What is being asked »
Rewrite the records from their first line through the line containing "211 97 L 202", both included, renaming "canal water" to "river water" and keeping everything else unchanged.

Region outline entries
□ □ □ □ □

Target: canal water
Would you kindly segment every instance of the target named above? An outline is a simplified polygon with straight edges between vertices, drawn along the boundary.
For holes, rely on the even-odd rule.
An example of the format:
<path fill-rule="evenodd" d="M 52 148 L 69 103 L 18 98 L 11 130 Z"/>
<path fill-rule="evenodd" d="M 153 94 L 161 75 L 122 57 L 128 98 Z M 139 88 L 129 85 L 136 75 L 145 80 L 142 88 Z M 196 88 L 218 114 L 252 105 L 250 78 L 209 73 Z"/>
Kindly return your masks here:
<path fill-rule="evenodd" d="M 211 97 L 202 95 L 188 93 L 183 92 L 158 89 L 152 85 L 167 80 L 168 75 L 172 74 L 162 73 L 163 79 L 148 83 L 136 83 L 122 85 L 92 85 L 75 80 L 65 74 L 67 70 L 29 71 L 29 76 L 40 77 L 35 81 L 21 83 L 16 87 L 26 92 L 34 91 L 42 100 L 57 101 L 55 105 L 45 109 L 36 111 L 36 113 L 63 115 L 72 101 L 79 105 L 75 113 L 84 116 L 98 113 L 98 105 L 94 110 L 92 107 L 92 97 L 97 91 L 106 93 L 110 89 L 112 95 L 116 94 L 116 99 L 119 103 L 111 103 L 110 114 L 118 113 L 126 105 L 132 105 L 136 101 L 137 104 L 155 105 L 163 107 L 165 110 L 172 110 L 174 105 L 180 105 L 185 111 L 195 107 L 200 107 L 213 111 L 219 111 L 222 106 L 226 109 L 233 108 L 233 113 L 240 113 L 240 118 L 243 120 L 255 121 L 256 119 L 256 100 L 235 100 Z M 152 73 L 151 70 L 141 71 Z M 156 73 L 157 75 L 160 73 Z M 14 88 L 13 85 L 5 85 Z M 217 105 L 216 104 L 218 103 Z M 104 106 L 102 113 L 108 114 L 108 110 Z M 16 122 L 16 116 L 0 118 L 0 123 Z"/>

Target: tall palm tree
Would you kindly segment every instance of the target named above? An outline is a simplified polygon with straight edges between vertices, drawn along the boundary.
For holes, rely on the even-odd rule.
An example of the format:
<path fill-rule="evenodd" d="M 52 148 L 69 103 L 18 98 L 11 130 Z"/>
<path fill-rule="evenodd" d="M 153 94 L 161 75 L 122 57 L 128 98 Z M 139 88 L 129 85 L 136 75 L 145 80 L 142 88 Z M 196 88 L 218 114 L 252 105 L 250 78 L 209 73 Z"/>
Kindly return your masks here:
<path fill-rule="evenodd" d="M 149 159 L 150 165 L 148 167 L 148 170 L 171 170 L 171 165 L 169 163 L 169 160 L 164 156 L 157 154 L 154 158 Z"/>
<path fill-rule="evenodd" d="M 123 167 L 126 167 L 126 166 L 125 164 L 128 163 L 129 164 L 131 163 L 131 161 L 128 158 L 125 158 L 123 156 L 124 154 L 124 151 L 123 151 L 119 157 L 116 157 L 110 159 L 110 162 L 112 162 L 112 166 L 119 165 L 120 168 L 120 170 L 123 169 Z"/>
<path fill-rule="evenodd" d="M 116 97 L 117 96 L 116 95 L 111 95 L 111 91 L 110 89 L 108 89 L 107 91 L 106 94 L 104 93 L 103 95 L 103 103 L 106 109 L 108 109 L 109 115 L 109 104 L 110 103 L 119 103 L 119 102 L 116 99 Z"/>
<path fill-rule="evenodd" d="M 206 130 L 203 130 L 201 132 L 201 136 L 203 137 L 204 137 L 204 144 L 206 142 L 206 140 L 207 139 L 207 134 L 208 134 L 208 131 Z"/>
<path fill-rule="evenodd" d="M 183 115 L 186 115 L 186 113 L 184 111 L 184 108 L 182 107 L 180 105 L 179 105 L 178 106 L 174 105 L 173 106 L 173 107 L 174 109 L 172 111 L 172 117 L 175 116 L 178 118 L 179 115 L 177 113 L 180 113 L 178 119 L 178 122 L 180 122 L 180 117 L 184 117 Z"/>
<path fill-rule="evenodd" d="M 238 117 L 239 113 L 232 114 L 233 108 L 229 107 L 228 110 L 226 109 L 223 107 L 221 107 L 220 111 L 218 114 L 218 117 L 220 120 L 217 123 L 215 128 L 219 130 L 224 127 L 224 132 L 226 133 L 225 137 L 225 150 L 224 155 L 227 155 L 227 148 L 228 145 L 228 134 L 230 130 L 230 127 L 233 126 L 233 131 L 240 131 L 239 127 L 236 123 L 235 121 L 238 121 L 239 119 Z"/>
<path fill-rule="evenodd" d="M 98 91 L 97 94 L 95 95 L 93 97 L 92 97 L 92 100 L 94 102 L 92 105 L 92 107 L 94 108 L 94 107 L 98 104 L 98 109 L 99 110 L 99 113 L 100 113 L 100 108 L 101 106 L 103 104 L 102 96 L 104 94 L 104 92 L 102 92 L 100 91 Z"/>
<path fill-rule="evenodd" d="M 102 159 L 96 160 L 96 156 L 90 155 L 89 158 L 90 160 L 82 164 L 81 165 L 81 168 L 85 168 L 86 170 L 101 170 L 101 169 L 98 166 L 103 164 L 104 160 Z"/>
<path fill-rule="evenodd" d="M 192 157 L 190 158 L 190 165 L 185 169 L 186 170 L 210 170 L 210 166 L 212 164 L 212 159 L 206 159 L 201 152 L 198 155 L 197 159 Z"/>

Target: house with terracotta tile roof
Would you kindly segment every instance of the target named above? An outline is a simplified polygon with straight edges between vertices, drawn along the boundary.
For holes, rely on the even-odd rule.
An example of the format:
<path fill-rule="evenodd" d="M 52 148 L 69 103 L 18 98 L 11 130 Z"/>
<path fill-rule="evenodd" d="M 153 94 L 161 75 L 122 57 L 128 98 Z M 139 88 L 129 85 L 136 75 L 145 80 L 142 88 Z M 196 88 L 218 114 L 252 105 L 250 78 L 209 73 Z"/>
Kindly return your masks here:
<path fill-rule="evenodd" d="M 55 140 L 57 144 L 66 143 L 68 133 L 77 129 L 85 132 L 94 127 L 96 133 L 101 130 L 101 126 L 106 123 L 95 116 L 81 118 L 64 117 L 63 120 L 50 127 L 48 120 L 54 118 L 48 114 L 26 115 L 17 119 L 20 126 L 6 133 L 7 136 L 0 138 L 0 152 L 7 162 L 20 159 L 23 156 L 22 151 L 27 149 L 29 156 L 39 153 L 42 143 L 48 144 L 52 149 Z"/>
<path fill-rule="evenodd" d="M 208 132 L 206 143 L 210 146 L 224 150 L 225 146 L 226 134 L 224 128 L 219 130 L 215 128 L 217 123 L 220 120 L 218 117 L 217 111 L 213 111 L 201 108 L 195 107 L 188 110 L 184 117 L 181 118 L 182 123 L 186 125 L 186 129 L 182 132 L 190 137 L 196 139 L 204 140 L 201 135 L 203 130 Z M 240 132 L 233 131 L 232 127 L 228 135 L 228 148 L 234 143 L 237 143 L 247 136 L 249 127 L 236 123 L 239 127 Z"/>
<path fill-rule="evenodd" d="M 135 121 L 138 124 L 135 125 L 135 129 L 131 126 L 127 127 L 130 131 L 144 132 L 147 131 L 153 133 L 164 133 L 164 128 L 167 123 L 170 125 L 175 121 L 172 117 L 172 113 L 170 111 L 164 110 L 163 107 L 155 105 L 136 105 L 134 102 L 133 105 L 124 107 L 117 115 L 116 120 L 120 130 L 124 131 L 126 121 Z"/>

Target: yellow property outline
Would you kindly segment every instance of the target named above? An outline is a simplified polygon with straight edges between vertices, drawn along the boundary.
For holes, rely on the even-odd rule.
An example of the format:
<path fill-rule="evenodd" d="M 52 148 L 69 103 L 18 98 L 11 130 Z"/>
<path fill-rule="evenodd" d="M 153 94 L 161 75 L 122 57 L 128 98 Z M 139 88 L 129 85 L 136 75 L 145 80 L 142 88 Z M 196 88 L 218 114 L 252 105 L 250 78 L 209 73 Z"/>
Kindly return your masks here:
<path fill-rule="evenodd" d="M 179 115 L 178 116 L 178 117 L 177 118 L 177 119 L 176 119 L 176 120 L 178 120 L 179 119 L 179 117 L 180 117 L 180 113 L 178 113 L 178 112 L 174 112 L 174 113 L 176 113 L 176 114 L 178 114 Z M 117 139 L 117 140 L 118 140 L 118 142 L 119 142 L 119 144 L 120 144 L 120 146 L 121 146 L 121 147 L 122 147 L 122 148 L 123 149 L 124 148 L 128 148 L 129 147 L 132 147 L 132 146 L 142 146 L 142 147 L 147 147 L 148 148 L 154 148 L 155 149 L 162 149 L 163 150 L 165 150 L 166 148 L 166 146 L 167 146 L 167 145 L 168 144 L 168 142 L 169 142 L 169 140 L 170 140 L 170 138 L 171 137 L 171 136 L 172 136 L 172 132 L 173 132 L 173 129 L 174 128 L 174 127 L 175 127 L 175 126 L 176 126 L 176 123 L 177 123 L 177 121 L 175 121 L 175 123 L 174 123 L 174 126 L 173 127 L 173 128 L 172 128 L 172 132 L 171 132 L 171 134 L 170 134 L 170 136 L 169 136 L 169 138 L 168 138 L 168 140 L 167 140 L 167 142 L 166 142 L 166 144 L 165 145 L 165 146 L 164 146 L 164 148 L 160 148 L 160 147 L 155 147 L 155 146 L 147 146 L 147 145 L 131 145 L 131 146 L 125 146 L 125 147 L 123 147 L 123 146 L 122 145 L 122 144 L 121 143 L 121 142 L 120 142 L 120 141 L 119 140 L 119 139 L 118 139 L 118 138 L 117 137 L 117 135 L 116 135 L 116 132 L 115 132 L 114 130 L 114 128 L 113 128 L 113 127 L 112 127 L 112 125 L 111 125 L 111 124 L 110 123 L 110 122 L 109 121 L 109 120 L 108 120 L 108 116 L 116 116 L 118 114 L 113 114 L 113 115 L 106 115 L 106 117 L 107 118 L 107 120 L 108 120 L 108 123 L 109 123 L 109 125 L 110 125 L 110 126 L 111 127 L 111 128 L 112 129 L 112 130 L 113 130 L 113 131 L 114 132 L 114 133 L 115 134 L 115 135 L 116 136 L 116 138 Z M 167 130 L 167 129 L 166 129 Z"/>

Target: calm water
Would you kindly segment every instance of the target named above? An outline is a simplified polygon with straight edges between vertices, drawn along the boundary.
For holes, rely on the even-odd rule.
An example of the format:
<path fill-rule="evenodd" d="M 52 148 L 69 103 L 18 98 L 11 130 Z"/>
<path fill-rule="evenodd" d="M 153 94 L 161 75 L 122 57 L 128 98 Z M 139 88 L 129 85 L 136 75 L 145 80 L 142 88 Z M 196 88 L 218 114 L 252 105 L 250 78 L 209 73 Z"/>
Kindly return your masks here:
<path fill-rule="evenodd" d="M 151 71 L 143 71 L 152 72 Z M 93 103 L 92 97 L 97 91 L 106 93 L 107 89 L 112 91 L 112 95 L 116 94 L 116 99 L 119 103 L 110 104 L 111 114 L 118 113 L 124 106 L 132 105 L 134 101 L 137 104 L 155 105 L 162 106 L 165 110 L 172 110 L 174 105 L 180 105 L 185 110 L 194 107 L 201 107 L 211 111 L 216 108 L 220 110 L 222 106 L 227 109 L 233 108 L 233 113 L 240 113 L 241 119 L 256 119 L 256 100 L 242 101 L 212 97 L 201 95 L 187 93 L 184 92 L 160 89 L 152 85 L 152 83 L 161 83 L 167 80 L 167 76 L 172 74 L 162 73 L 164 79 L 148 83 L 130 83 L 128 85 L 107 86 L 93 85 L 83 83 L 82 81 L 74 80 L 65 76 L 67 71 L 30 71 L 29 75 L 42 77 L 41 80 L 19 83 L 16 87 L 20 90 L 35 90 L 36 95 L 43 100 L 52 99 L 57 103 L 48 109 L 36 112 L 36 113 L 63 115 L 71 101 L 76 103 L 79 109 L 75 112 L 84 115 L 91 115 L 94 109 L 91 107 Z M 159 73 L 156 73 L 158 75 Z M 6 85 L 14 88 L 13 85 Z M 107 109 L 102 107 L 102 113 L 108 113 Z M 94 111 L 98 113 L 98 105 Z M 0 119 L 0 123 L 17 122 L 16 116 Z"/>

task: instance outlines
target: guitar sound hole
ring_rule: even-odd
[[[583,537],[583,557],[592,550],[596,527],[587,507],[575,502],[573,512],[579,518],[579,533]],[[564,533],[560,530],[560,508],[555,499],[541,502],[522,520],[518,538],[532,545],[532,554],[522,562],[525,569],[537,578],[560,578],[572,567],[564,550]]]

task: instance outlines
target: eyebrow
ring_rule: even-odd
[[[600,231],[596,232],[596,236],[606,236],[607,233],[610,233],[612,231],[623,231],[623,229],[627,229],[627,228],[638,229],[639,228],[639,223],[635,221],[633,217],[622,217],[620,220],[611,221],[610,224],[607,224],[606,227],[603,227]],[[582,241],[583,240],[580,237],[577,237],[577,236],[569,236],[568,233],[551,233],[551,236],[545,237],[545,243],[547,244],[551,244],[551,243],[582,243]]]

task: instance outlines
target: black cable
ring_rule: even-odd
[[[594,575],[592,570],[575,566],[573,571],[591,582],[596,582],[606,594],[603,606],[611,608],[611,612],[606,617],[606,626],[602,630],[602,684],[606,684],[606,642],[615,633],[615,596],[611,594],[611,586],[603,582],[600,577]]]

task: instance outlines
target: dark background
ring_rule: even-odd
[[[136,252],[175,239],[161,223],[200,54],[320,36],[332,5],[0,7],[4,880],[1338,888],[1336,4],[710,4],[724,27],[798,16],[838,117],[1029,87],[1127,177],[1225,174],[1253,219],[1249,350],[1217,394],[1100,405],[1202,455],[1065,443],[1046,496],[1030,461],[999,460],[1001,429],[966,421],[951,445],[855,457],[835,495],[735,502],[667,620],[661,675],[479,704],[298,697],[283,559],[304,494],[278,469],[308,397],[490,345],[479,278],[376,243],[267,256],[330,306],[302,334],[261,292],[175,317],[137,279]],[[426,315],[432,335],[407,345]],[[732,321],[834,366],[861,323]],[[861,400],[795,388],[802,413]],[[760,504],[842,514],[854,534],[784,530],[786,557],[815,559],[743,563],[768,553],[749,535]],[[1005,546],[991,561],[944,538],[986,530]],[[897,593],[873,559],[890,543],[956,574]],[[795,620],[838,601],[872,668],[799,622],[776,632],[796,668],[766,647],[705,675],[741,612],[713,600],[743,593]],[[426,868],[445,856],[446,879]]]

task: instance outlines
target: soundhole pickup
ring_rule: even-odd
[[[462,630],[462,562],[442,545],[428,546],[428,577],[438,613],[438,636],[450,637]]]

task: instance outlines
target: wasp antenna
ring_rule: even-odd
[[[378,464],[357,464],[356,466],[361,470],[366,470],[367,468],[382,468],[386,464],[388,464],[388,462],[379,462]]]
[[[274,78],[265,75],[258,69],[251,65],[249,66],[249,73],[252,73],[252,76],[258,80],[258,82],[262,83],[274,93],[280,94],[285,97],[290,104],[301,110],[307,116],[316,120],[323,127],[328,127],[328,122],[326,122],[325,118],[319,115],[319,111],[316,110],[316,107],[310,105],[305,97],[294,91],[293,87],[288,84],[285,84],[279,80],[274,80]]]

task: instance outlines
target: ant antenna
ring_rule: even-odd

□ □ □ □ □

Response to this task »
Target: river water
Would you kindly segment every instance of the target named above? An outline is a simplified polygon with straight edges between vertices, drawn along the boundary.
For holes, rely on the even-odd rule.
An example of the format:
<path fill-rule="evenodd" d="M 52 148 L 69 103 L 18 98 L 11 130 Z"/>
<path fill-rule="evenodd" d="M 153 94 L 161 75 L 122 57 L 128 98 Z M 139 88 L 129 85 L 136 75 L 145 80 L 142 88 Z M 196 88 L 218 114 L 252 105 L 250 78 L 209 73 Z"/>
Kindly return your masks here:
<path fill-rule="evenodd" d="M 211 97 L 202 95 L 188 93 L 183 92 L 158 89 L 152 85 L 167 80 L 168 75 L 172 74 L 162 73 L 163 79 L 148 83 L 136 83 L 122 85 L 92 85 L 75 80 L 65 74 L 67 70 L 29 71 L 29 76 L 40 77 L 35 81 L 21 83 L 16 87 L 26 92 L 34 91 L 42 100 L 57 101 L 55 105 L 45 109 L 36 111 L 36 113 L 63 115 L 72 101 L 79 105 L 75 113 L 84 116 L 98 113 L 98 105 L 94 110 L 92 107 L 92 97 L 97 91 L 106 93 L 110 89 L 112 95 L 116 94 L 116 99 L 119 103 L 111 103 L 110 114 L 118 113 L 126 105 L 132 105 L 136 101 L 137 104 L 155 105 L 163 107 L 165 110 L 172 110 L 174 105 L 180 105 L 185 111 L 195 107 L 200 107 L 213 111 L 219 111 L 222 106 L 226 109 L 233 108 L 233 113 L 240 113 L 240 118 L 243 120 L 255 121 L 256 119 L 256 100 L 235 100 Z M 152 73 L 151 70 L 141 71 Z M 156 73 L 157 75 L 160 73 Z M 14 88 L 13 85 L 5 85 Z M 217 105 L 216 104 L 218 103 Z M 104 106 L 102 113 L 108 114 L 108 110 Z M 16 122 L 16 116 L 0 118 L 0 123 Z"/>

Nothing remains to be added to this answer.